Hoje sabemos, através de estudos , principalmente a Didática da Matemática baseada nos pressupostos piagetianos, que o aprendizado de conceitos matemáticos está ligado a "como" esses conceitos são apresentados ao estudante: sem ou com significado.
Contextualizar o problema, apresentar o desafio e validar as aprendizagens leva a criançada a construir com autonomia aqueles conceitos que , durante anos, foram apenas transmitidos e treinados nas escolas.
Neste blog, apresentamos artigos, experiências e propostas de atividades que, esperamos, proporcionem a reflexão sobre o ensino de Matemática.
Aproveitem!!!

segunda-feira, 23 de abril de 2012

A NEUROCIÊNCIA E A APRENDIZAGEM MATEMÁTICA


Deborah Arantes


O presente artigo discursa sobre a proposta da Didática da Matemática, teoria que tem suas bases nos estudos piagetianos, sob o olhar da neurociência. A neurociência, dentro de suas ramificações, como a neuropsicologia e a neuroeducação, traz valiosas contribuições à prática pedagógica. Mais do que conhecer como funciona o cérebro humano, sua fisiologia e função psicológica, cabe ao professor identificar como cada aluno aprende e, consequentemente, planejar sua aula de forma a atendê-lo em suas particularidades. O ensino da matemática, ao longo de décadas condicionado ao treino de técnicas e algoritmos, afastou a construção do conhecimento do aluno, não o considerando capaz de produzi-lo por si próprio utilizando amplamente suas funções cerebrais. O conhecimento era disposto de forma linear, segmentado , que o tornava sem sentido para o aluno.

Conjunto de itens>
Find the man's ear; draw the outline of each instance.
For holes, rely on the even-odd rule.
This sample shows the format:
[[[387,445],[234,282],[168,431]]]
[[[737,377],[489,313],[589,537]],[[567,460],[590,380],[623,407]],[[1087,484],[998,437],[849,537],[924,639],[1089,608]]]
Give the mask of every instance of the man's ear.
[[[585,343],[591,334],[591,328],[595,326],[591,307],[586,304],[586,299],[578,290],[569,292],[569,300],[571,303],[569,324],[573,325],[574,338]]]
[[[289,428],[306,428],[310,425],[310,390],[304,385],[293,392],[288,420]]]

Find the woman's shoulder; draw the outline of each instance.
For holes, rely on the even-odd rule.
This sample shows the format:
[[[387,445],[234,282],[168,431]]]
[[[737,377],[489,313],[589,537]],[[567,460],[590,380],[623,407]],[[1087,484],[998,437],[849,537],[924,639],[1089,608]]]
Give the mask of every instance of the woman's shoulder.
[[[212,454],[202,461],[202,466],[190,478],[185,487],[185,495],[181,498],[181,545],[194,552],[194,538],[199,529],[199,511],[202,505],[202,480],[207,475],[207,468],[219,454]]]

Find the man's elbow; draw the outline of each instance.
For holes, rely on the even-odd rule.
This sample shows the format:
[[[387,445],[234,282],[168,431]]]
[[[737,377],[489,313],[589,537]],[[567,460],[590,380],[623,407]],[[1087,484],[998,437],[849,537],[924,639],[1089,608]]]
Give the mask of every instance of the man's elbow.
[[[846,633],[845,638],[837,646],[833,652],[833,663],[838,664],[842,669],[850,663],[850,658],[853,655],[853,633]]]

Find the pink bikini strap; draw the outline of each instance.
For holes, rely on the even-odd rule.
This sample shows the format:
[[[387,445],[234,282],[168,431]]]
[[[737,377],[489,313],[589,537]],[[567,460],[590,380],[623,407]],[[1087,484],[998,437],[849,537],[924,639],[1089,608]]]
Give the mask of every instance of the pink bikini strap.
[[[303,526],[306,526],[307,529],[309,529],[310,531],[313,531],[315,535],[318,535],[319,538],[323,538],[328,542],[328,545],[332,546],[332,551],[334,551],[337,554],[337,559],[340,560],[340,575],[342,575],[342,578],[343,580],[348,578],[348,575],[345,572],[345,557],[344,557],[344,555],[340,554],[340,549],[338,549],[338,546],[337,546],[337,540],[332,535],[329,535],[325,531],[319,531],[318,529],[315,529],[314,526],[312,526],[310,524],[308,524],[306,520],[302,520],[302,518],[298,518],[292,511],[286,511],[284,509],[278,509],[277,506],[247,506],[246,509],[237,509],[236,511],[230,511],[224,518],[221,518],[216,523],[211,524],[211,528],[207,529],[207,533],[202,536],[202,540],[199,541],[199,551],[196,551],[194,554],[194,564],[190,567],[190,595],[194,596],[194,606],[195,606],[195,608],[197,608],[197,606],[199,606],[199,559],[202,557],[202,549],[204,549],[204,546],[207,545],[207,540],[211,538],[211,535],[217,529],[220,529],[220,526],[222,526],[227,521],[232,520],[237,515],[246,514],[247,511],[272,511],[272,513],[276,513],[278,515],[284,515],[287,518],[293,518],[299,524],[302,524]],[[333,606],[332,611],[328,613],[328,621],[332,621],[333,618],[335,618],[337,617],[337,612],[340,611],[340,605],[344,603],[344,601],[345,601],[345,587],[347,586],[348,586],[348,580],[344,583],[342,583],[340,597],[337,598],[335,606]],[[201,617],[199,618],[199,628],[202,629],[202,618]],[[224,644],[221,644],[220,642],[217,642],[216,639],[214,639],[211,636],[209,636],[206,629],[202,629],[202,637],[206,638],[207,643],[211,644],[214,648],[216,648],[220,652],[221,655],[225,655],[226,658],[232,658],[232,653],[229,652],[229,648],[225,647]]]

O que fazer>
**a.** Reproduza, sem qualquer alteração, tudo o que está no artigo sobre neurociência e aprendizagem matemática desde "Deborah Arantes" até "para o aluno.".
**b.** Retome o artigo sobre neurociência e aprendizagem matemática e dê continuidade a ele a partir da última frase apresentada.

Respostas>
**a.**
Deborah Arantes


O presente artigo discursa sobre a proposta da Didática da Matemática, teoria que tem suas bases nos estudos piagetianos, sob o olhar da neurociência. A neurociência, dentro de suas ramificações, como a neuropsicologia e a neuroeducação, traz valiosas contribuições à prática pedagógica. Mais do que conhecer como funciona o cérebro humano, sua fisiologia e função psicológica, cabe ao professor identificar como cada aluno aprende e, consequentemente, planejar sua aula de forma a atendê-lo em suas particularidades. O ensino da matemática, ao longo de décadas condicionado ao treino de técnicas e algoritmos, afastou a construção do conhecimento do aluno, não o considerando capaz de produzi-lo por si próprio utilizando amplamente suas funções cerebrais. O conhecimento era disposto de forma linear, segmentado , que o tornava sem sentido para o aluno.

**b.**
Relacionando a Teoria das Situações (Guy Brousseau)¹ à neurociência, é possível compreender e estabelecer o verdadeiro papel da memorização como algo inerente à aprendizagem, com a função de reter conhecimentos para uso futuro, possibilitando conexões entre os saberes. “Sem memória os processos de aprendizagem estariam sempre a iniciar-se, estando em causa todo o processo de adaptação do ser humano. É a partir de aprendizagens retidas que se processam novas aprendizagens. É a memória que permite que as aprendizagens se mantenham e que possam ser usadas quando necessário” (CASTRO, 2004, p. 11)². A aprendizagem baseia-se em uma hierarquia de experiências, acontecendo em uma espiral dialética, com funções superpostas e interligadas.
Diante desse pressuposto, a Didática da Matemática traz a resolução de problemas como a essência da atividade matemática, em que é apresentado ao individuo um desafio possível de ser resolvido, que requer solução, em que a resposta pode ser única, porém o caminho para se chegar podem ser vários.  Nesses caminhos, o aluno utiliza conhecimentos prévios, ou seja, aprendizagem já retida, para chegar a um novo patamar de seu conhecimento.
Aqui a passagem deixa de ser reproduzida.